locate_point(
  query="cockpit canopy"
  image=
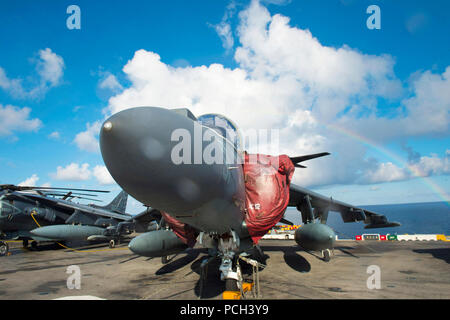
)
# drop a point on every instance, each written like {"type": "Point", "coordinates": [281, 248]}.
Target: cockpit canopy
{"type": "Point", "coordinates": [223, 126]}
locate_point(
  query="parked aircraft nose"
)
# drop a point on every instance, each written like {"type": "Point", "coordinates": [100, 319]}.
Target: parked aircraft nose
{"type": "Point", "coordinates": [141, 149]}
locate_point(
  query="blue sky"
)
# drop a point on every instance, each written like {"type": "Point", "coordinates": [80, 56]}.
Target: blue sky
{"type": "Point", "coordinates": [73, 93]}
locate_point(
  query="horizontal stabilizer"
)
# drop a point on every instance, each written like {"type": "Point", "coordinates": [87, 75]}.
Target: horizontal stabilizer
{"type": "Point", "coordinates": [297, 160]}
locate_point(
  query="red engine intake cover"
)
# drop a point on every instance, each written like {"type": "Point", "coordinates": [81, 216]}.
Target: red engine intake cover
{"type": "Point", "coordinates": [267, 180]}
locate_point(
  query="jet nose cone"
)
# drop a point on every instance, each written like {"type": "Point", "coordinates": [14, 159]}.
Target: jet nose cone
{"type": "Point", "coordinates": [137, 146]}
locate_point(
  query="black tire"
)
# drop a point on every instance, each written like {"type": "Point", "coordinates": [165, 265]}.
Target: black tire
{"type": "Point", "coordinates": [231, 285]}
{"type": "Point", "coordinates": [4, 248]}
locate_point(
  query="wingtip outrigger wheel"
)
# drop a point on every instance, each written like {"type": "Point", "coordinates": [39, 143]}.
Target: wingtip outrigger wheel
{"type": "Point", "coordinates": [4, 248]}
{"type": "Point", "coordinates": [326, 255]}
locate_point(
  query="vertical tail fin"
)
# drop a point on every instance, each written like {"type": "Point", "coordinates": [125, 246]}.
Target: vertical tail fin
{"type": "Point", "coordinates": [119, 203]}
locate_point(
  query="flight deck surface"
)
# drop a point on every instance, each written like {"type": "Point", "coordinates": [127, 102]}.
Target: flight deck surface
{"type": "Point", "coordinates": [408, 270]}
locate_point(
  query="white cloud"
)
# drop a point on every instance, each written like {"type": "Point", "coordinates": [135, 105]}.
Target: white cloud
{"type": "Point", "coordinates": [102, 175]}
{"type": "Point", "coordinates": [110, 82]}
{"type": "Point", "coordinates": [49, 67]}
{"type": "Point", "coordinates": [54, 135]}
{"type": "Point", "coordinates": [223, 28]}
{"type": "Point", "coordinates": [87, 140]}
{"type": "Point", "coordinates": [29, 182]}
{"type": "Point", "coordinates": [428, 166]}
{"type": "Point", "coordinates": [72, 172]}
{"type": "Point", "coordinates": [13, 118]}
{"type": "Point", "coordinates": [287, 80]}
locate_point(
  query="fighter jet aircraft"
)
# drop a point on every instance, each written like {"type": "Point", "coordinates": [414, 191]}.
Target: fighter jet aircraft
{"type": "Point", "coordinates": [195, 173]}
{"type": "Point", "coordinates": [46, 214]}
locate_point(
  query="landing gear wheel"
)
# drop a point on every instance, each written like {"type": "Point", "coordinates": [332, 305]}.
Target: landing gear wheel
{"type": "Point", "coordinates": [326, 255]}
{"type": "Point", "coordinates": [4, 248]}
{"type": "Point", "coordinates": [167, 259]}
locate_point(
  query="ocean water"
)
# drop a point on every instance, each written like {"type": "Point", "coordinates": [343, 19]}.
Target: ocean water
{"type": "Point", "coordinates": [416, 218]}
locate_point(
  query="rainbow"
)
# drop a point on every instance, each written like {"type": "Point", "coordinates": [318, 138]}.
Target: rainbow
{"type": "Point", "coordinates": [413, 170]}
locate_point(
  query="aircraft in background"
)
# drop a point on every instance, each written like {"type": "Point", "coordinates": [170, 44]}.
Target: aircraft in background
{"type": "Point", "coordinates": [43, 214]}
{"type": "Point", "coordinates": [154, 155]}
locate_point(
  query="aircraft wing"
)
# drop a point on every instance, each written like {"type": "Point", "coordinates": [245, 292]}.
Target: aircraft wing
{"type": "Point", "coordinates": [70, 207]}
{"type": "Point", "coordinates": [349, 213]}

____________________

▶ [BRIEF] Make an exact copy of the data above, pictures excluded.

▶ [SOLUTION TO THIS EXERCISE]
locate_point(
  query="cockpit canopy"
  image=
)
# drop a point on every instance, each written like {"type": "Point", "coordinates": [281, 248]}.
Target: cockpit canopy
{"type": "Point", "coordinates": [223, 126]}
locate_point(
  query="parked aircraft nose"
)
# drop a point on every instance, each written like {"type": "Point", "coordinates": [100, 319]}.
Target: parked aircraft nose
{"type": "Point", "coordinates": [141, 149]}
locate_point(
  query="blue sky"
)
# drop a point on every instance, each written like {"type": "Point", "coordinates": [80, 56]}.
Target: blue sky
{"type": "Point", "coordinates": [73, 93]}
locate_point(
  query="horizontal stabilizer"
)
# drop a point on every instance, each written like {"type": "Point", "coordinates": [87, 75]}.
Target: horizontal stabilizer
{"type": "Point", "coordinates": [297, 160]}
locate_point(
  query="red engine intake cover"
)
# drop a point on every instance, each written like {"type": "Point", "coordinates": [81, 216]}.
Target: red engine intake cover
{"type": "Point", "coordinates": [267, 180]}
locate_point(
  query="jet nose cone"
)
# drop a point on every instance, each written like {"type": "Point", "coordinates": [14, 159]}.
Target: jet nose cone
{"type": "Point", "coordinates": [137, 146]}
locate_point(
  query="black tire"
)
# drop a point on every instance, each written like {"type": "Point", "coordinates": [165, 265]}.
Target: black tire
{"type": "Point", "coordinates": [231, 285]}
{"type": "Point", "coordinates": [4, 248]}
locate_point(
  query="wingtip outrigger wheel"
)
# drop a point on every instance, each written like {"type": "Point", "coordinates": [39, 143]}.
Target: wingtip outrigger wheel
{"type": "Point", "coordinates": [4, 248]}
{"type": "Point", "coordinates": [326, 255]}
locate_point(
  query="vertical tail fin"
)
# drop a point on every instance, each written like {"type": "Point", "coordinates": [125, 246]}.
Target: vertical tail fin
{"type": "Point", "coordinates": [119, 203]}
locate_point(
  query="flight deck surface"
)
# drop a point on every instance, each written like {"type": "Point", "coordinates": [127, 102]}.
Target: flight deck surface
{"type": "Point", "coordinates": [408, 270]}
locate_point(
  query="white cloud"
)
# drop a point on every instance, each written like {"type": "Point", "coordinates": [135, 105]}.
Target: white cloud
{"type": "Point", "coordinates": [102, 175]}
{"type": "Point", "coordinates": [110, 82]}
{"type": "Point", "coordinates": [49, 67]}
{"type": "Point", "coordinates": [54, 135]}
{"type": "Point", "coordinates": [223, 28]}
{"type": "Point", "coordinates": [87, 140]}
{"type": "Point", "coordinates": [29, 182]}
{"type": "Point", "coordinates": [428, 166]}
{"type": "Point", "coordinates": [72, 172]}
{"type": "Point", "coordinates": [13, 118]}
{"type": "Point", "coordinates": [287, 80]}
locate_point(
  query="fighter jet aircraft"
)
# drop a point on every instance, each written like {"type": "Point", "coordinates": [414, 191]}.
Target: fighter jet aircraft
{"type": "Point", "coordinates": [195, 173]}
{"type": "Point", "coordinates": [46, 214]}
locate_point(
  query="landing gear wheel"
)
# drop a point on every instance, each written like {"type": "Point", "coordinates": [332, 305]}.
Target: landing gear wheel
{"type": "Point", "coordinates": [326, 255]}
{"type": "Point", "coordinates": [4, 248]}
{"type": "Point", "coordinates": [167, 259]}
locate_point(
  query="ocean water"
)
# drop a point on every instance, each written like {"type": "Point", "coordinates": [343, 19]}.
Target: ocean water
{"type": "Point", "coordinates": [416, 218]}
locate_point(
  query="rainbow"
)
# drop a point on every instance, each written like {"type": "Point", "coordinates": [318, 138]}.
Target: rainbow
{"type": "Point", "coordinates": [413, 170]}
locate_point(
  query="aircraft in background"
)
# drop a point on every instance, each written like {"type": "Point", "coordinates": [170, 44]}.
Target: aircraft in background
{"type": "Point", "coordinates": [43, 214]}
{"type": "Point", "coordinates": [154, 155]}
locate_point(
  query="aircraft wing"
)
# drop a point on every instance, each written like {"type": "Point", "coordinates": [245, 292]}.
Target: aircraft wing
{"type": "Point", "coordinates": [70, 207]}
{"type": "Point", "coordinates": [349, 213]}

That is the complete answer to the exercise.